For example, it its Application to the FERC for approvals regarding the proposed Line, Grain Belt refers to their video "that describes the need for the Project and how Grain Belt Express will bring significant economic benefit to states through much-needed transmission expansion for new wind energy projects .... " (Exh. 23, p. 8).

This description of the Grain Belt PR efforts is not intended in the pejorative sense at all. The Grain Belt publicity campaign is undoubtedly effective, and will no doubt accomplishing two of its principal goals: to sway public opinion on the Line in Grain Belt's favor, and to thereby convince members of the public to sign on to the computer-generated letters of support which Grain Belt will file with the Commission.

The letters may have no effect at all with the Commission. However, the ultimate impact of Grain Belt's efforts should not be the deciding question here. If Grain Belt has violated the Commission's ex parte rules, their conduct should not be excused by some sort of "no harm, no foul" escape clause.

We may never know how many people in Missouri were exposed to and influenced by Grain Belt's one-sided presentation on issues which they themselves will raise later at the Commission. Nor could the Alliance ever hope to present its own position to all of the people reached by Grain Belt. Grain Belt has been waging an extensive PR campaign for about four years, and will likely win that battle.

Just how Grain Belt has gone about doing so is illustrated in materials presented at a recent conference in Houston, where participants spent two days learning various techniques for "selling" a transmission project to the public.
A copy of the initial brochure for that  conference is attached here as Exhibit 18.
As noted on the first page, the conference was held this past January, and was to be
hosted by Grain Belt's parent company- Clean Line. As noted at page 3 of that brochure, the keynote speaker at the conference was to be the Executive Vice-President of Clean Line.

According to the brochure, this is a sample of what those involved with building and siting transmission lines were to learn in Houston:

• How best to utilize social media to "engage the public", including who you can expect to reach, and how to go about doing it. (Exh. 18, p. 4) Not surprisingly, an expert in social media from Clean Line was to be one of the two speakers on this subject.
• How to deal with people disparagingly referred to as "NIMBYs" and "BANANAs". Ironically, the audience at that session was also told that a driving force behind the emergence of community-based opposition groups has been the push to build more infrastructure to support more renewable energy. (Exh. 18, p. 4).

◆ Source data:

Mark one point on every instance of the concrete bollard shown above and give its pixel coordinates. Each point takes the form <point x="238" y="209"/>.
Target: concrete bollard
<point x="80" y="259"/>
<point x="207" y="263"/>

◆ The tasks:
a: Please retype the stretch of the Grain Belt filing from "A copy of the" through "of Clean Line.".
b: Using the Grain Belt filing, answer each of these:
(i) For about how long has Grain Belt been waging its PR campaign?
(ii) In what city was the conference on selling transmission projects held?
(iii) As what exhibit is the conference brochure attached?
The lines have no connection to the Grain Belt filing.

◆ Task-by-task results:
a:
A copy of the initial brochure for that  conference is attached here as Exhibit 18.
As noted on the first page, the conference was held this past January, and was to be
hosted by Grain Belt's parent company- Clean Line. As noted at page 3 of that brochure, the keynote speaker at the conference was to be the Executive Vice-President of Clean Line.

b:
(i) About four years
(ii) Houston
(iii) Exhibit 18